> Written request
Pull out, word for word, the lines from the one containing "Give the segmentation of every instance of the rocky riverbank." through the very last line below, keeping both of those lines.

[Data entries]
****
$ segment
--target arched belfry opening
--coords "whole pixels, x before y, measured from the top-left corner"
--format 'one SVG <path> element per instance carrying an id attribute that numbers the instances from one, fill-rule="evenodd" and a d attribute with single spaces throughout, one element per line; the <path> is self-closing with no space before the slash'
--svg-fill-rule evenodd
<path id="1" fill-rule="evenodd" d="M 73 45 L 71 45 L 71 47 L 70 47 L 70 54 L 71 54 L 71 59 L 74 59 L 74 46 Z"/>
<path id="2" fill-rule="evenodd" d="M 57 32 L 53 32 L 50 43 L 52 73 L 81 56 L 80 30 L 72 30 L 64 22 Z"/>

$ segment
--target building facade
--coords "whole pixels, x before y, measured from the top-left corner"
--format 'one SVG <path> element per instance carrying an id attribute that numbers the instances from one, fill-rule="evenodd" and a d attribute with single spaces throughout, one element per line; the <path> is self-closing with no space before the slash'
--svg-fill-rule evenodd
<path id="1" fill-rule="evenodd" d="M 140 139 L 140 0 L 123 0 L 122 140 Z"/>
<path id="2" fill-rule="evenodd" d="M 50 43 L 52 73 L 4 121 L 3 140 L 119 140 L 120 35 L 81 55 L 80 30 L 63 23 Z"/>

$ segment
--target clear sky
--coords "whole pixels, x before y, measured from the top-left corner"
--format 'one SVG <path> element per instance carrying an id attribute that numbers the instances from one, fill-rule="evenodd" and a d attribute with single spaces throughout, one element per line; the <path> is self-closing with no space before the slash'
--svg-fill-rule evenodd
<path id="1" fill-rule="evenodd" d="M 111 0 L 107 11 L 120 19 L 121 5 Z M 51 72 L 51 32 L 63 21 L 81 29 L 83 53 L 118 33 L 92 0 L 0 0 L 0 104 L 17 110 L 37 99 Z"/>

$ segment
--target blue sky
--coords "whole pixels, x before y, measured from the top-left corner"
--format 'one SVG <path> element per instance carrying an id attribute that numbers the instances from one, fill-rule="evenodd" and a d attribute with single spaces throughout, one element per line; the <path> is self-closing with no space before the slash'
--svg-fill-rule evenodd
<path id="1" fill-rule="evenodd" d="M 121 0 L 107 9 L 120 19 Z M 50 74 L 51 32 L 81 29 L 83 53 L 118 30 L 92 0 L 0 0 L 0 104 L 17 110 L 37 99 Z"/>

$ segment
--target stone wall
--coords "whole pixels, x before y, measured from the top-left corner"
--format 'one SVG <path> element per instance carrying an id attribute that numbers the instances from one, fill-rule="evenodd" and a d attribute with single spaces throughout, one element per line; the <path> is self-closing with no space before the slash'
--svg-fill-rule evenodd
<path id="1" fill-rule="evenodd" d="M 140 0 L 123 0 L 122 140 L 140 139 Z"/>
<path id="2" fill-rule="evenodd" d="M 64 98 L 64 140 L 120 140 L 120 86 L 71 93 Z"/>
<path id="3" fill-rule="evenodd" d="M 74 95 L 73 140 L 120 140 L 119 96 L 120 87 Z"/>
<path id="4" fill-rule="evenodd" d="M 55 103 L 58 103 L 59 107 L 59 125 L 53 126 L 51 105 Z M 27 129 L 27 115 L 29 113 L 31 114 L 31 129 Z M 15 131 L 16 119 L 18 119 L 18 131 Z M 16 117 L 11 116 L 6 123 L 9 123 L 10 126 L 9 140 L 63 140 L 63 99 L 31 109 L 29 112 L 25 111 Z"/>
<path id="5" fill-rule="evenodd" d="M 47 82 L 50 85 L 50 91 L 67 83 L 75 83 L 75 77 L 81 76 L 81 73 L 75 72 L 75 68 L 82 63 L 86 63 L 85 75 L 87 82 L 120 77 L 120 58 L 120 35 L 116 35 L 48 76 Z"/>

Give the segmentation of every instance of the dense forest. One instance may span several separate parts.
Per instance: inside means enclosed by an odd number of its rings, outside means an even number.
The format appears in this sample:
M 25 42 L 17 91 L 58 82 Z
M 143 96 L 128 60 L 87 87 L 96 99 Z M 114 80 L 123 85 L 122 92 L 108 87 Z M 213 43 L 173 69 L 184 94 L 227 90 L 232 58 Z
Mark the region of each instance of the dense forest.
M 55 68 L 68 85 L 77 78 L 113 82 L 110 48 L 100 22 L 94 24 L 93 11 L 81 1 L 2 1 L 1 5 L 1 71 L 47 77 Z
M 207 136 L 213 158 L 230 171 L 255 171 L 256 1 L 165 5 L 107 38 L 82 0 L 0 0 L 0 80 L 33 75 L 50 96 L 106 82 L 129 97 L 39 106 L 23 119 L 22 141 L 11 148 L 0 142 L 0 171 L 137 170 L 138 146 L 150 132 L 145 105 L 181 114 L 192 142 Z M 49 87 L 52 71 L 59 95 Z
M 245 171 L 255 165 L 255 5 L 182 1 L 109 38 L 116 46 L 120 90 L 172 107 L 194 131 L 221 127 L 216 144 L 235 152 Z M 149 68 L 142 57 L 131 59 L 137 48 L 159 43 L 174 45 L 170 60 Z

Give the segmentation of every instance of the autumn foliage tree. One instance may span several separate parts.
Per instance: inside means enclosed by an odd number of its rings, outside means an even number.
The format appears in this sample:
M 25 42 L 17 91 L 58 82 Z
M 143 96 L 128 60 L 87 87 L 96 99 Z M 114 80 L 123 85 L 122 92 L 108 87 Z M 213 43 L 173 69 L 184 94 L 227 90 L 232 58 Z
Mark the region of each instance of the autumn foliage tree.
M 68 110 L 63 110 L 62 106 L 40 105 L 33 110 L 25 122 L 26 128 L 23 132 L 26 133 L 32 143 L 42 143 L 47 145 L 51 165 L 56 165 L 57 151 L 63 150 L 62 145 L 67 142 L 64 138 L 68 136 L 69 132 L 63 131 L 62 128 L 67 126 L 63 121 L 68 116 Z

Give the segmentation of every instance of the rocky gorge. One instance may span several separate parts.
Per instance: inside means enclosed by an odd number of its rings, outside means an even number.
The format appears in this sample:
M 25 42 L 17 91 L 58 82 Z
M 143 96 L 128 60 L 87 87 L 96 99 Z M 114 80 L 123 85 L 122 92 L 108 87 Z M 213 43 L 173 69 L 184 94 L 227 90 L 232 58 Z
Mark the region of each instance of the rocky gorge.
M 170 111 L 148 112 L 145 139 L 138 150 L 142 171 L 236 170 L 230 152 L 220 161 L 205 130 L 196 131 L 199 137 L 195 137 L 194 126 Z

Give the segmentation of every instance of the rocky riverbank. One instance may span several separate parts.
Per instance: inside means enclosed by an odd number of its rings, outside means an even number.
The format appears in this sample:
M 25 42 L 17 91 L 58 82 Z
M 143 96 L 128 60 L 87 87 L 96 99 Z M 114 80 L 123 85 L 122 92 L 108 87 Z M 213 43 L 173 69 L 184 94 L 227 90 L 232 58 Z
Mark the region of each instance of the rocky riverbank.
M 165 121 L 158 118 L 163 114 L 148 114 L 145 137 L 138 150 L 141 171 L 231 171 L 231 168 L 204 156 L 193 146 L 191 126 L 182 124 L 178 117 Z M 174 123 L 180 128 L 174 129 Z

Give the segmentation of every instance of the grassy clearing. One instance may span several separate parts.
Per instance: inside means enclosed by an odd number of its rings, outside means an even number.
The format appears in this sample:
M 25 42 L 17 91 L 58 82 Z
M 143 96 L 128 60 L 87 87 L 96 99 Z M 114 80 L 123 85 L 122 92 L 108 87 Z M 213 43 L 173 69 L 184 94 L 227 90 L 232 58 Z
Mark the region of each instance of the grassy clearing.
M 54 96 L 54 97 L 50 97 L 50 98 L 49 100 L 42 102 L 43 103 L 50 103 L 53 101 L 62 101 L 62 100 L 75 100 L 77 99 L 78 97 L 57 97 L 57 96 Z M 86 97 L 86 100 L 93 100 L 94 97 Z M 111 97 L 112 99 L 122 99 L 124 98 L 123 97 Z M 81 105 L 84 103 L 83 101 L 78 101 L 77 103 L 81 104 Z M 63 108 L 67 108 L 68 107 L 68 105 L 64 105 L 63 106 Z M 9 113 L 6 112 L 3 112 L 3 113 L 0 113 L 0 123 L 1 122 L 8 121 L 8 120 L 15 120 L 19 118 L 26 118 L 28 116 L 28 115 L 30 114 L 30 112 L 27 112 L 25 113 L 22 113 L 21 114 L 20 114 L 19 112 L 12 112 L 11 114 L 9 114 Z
****
> The solution
Give the segmentation of every instance of the rocky riverbank. One instance may span several separate parts.
Per instance: inside means enclosed by an odd number of its rings, outside means an even number.
The format appears in this sample:
M 25 42 L 17 91 L 58 82 Z
M 143 96 L 128 60 L 87 87 L 96 99 Z M 114 80 L 123 85 L 122 92 L 108 87 Z M 213 43 L 173 69 L 184 94 L 227 90 L 232 58 Z
Mark the region of each instance of the rocky riverbank.
M 165 121 L 158 118 L 163 114 L 148 114 L 145 137 L 138 150 L 141 171 L 231 171 L 231 168 L 204 156 L 193 146 L 191 126 L 182 124 L 178 117 Z M 174 123 L 180 128 L 174 129 Z

Give the segmentation of every instance of the grassy clearing. One instance may span several separate parts.
Per instance: inside means enclosed by an odd number of its rings, outside means an even number.
The format appears in this sample:
M 25 42 L 17 91 L 58 82 Z
M 143 96 L 128 60 L 87 87 L 96 99 Z M 114 80 L 123 85 L 122 92 L 108 87 Z M 213 43 L 173 69 L 184 94 L 227 90 L 232 58 Z
Mark the region of each instance of the grassy clearing.
M 54 96 L 54 97 L 50 97 L 50 98 L 49 100 L 42 102 L 43 103 L 50 103 L 53 101 L 62 101 L 62 100 L 75 100 L 77 99 L 78 97 L 57 97 L 57 96 Z M 86 97 L 86 100 L 93 100 L 94 97 Z M 111 97 L 112 99 L 122 99 L 124 98 L 123 97 Z M 81 105 L 84 103 L 83 101 L 78 101 L 77 103 L 81 104 Z M 63 108 L 67 108 L 68 107 L 68 105 L 64 105 L 63 106 Z M 9 113 L 6 112 L 3 112 L 3 113 L 0 113 L 0 123 L 1 122 L 8 121 L 8 120 L 15 120 L 19 118 L 26 118 L 28 116 L 28 115 L 30 114 L 30 112 L 27 112 L 25 113 L 22 113 L 21 114 L 20 114 L 19 112 L 12 112 L 11 114 L 9 114 Z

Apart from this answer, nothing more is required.